# Available data:
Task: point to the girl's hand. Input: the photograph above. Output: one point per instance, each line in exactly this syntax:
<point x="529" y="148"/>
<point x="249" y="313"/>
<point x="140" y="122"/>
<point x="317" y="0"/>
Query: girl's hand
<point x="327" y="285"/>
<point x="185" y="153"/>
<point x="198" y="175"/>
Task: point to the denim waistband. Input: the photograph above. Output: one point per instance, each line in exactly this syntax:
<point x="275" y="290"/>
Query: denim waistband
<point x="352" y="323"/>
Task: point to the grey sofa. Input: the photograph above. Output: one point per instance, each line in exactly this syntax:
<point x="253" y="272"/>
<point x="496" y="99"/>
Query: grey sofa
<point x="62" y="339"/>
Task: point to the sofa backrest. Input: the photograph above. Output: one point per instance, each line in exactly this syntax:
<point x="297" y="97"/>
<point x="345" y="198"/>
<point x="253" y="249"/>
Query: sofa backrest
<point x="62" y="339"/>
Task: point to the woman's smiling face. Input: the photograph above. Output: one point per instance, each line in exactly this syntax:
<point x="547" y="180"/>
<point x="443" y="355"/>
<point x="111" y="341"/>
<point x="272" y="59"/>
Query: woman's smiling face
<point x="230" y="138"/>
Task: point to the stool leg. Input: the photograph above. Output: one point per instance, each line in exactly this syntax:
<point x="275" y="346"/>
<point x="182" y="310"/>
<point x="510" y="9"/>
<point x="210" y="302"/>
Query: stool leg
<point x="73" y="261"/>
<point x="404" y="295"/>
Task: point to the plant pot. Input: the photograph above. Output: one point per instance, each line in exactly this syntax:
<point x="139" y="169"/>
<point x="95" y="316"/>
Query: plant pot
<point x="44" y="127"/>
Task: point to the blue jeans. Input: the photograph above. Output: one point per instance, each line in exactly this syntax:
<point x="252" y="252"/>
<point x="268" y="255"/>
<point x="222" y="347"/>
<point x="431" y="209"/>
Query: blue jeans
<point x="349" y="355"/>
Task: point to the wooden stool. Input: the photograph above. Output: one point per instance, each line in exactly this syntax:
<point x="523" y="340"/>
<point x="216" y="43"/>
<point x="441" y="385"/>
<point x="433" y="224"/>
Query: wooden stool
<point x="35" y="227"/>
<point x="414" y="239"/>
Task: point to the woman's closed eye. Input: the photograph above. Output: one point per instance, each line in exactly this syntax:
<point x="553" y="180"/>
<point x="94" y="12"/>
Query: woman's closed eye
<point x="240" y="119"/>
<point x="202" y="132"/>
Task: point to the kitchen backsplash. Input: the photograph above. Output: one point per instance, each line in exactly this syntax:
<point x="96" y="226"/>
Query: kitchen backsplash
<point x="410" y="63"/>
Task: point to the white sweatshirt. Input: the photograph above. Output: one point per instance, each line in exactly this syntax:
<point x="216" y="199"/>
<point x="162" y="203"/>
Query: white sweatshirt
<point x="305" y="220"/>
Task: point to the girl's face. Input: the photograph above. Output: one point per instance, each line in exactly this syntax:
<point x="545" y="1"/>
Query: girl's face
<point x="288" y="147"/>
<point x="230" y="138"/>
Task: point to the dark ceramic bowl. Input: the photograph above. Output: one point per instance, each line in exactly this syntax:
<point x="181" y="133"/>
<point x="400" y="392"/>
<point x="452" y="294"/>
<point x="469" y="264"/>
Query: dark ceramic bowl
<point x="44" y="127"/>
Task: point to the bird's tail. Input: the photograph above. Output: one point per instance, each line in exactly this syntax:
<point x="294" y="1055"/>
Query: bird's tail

# Exercise prompt:
The lines to copy are those in the listing that contain the word "bird".

# Your solution:
Task: point to the bird's tail. Input: the photograph above. Output: one point per instance, each line in exactly this syntax:
Query: bird's tail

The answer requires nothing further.